[begin EXERCISE INPUT]

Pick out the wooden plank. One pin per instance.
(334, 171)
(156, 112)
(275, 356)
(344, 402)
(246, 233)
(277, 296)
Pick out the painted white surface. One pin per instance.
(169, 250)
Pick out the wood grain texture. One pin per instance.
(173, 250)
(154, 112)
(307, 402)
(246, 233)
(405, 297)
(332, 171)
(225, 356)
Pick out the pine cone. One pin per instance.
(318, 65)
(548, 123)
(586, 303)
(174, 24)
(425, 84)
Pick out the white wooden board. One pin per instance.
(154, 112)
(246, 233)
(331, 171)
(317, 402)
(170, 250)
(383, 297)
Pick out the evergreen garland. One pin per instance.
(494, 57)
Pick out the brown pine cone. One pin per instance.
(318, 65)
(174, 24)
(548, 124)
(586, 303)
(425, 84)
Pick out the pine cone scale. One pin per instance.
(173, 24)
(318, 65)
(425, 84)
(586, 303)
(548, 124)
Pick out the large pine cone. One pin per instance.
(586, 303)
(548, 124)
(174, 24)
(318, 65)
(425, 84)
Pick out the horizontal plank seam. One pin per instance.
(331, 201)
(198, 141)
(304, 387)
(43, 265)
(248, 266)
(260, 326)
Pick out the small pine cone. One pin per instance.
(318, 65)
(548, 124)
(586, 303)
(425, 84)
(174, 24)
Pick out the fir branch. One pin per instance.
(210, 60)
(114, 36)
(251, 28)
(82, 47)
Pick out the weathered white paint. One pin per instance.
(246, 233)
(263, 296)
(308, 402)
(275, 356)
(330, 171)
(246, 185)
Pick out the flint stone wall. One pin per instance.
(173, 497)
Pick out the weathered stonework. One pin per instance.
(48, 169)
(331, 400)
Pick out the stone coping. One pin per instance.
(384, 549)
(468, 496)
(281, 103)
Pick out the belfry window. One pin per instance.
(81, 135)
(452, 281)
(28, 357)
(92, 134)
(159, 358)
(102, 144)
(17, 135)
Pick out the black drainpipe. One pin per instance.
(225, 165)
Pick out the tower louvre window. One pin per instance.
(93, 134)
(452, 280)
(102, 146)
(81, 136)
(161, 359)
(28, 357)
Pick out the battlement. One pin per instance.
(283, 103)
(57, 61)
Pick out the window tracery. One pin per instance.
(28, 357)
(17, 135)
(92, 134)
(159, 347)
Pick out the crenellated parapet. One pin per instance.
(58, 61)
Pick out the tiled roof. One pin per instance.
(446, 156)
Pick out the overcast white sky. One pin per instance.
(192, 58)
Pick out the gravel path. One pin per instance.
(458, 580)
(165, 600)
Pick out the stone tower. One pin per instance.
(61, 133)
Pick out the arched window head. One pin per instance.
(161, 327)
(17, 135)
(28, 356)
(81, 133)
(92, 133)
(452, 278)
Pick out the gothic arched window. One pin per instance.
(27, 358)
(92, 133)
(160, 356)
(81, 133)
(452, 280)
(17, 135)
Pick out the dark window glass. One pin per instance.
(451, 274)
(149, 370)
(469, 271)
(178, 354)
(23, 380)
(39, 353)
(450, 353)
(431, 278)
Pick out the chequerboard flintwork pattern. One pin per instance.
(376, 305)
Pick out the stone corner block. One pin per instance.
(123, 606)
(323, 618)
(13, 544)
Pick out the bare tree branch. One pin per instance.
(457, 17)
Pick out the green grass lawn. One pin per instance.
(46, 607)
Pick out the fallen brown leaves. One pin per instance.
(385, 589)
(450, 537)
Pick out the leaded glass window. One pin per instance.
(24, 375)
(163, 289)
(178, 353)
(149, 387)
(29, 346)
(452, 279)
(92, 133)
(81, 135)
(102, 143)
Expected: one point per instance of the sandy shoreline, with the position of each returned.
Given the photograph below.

[end EXERCISE INPUT]

Give the listing again, word for word.

__SOLUTION FOR THIS PROBLEM__:
Pick out the wooden plank. One pin per instance.
(334, 171)
(156, 112)
(275, 356)
(344, 402)
(246, 233)
(277, 296)
Pick out the painted white surface. One pin per instance.
(169, 250)
Pick out the wood grain texture. One pin per instance.
(173, 250)
(154, 112)
(307, 402)
(246, 233)
(405, 297)
(332, 171)
(225, 356)
Pick out the pine cone. One pin per instance.
(318, 65)
(548, 123)
(586, 303)
(174, 24)
(425, 84)
Pick out the white wooden board. One pin per instance.
(154, 112)
(246, 233)
(331, 171)
(317, 402)
(170, 250)
(383, 297)
Pick out the evergreen garland. One pin per instance.
(494, 57)
Pick out the brown pine cone. One pin per instance.
(318, 65)
(174, 24)
(548, 124)
(586, 303)
(425, 84)
Pick out the pine cone scale. One pin per instance.
(173, 24)
(318, 65)
(425, 84)
(586, 303)
(548, 124)
Pick out the large pine cone. One pin per instance.
(586, 303)
(548, 124)
(174, 24)
(318, 65)
(425, 84)
Pick out the horizontal plank seam. One pin per instance.
(331, 201)
(198, 141)
(304, 387)
(43, 265)
(248, 266)
(260, 326)
Pick out the small pine cone. One pin per instance.
(318, 65)
(548, 124)
(586, 303)
(425, 84)
(174, 24)
Pick out the fir branch. One pin per instance.
(210, 60)
(114, 36)
(251, 28)
(82, 47)
Pick out the weathered white paint. One pin per instance.
(246, 233)
(263, 296)
(308, 402)
(275, 356)
(330, 171)
(246, 185)
Pick out the flint stone wall. One pin per instance.
(173, 497)
Pick out the weathered stonework. One pin per instance.
(48, 169)
(331, 400)
Pick out the stone coping. One pin per instance.
(384, 549)
(468, 496)
(281, 103)
Pick out the belfry window. One pin per instance.
(81, 135)
(452, 281)
(28, 357)
(92, 134)
(159, 358)
(102, 144)
(17, 135)
Pick out the black drainpipe. One pin per instance.
(225, 165)
Pick out the tower louvre window. One pin per instance.
(93, 134)
(452, 280)
(102, 146)
(81, 136)
(161, 359)
(28, 357)
Pick out the battlement. One pin per instance.
(283, 103)
(57, 61)
Pick out the window tracery. One pin per instance.
(28, 357)
(17, 135)
(92, 134)
(159, 347)
Pick out the crenellated parapet. One pin per instance.
(58, 61)
Pick out the tiled roof. One pin per instance.
(446, 156)
Pick out the overcast white sky. One pin per instance.
(192, 58)
Pick out the gravel path. One pin per instance.
(458, 580)
(165, 600)
Pick out the stone tower. One pin per instance.
(61, 133)
Pick out the arched window head. One pin per instance.
(161, 327)
(17, 135)
(28, 356)
(81, 133)
(92, 133)
(452, 278)
Pick out the gothic arched window. One pin per instance.
(27, 358)
(92, 133)
(160, 356)
(81, 133)
(452, 280)
(17, 135)
Pick out the dark window glass. One pin per instance.
(451, 274)
(149, 370)
(469, 271)
(178, 354)
(23, 380)
(39, 353)
(450, 353)
(431, 278)
Pick out the chequerboard flintwork pattern. One pin per instance.
(376, 305)
Pick out the stone corner block. One pin per instance.
(123, 606)
(323, 618)
(13, 544)
Pick out the bare tree branch. One pin per instance.
(457, 17)
Pick out the green grass lawn. One pin per instance.
(46, 607)
Pick out the fallen brown leaves. One pin per instance.
(385, 589)
(450, 537)
Pick out the leaded glass window. One pin per instance.
(24, 375)
(163, 289)
(178, 353)
(149, 387)
(29, 346)
(452, 279)
(92, 133)
(81, 135)
(102, 143)
Expected: one point per instance of the sandy shoreline, with the position of each returned.
Given the photograph below.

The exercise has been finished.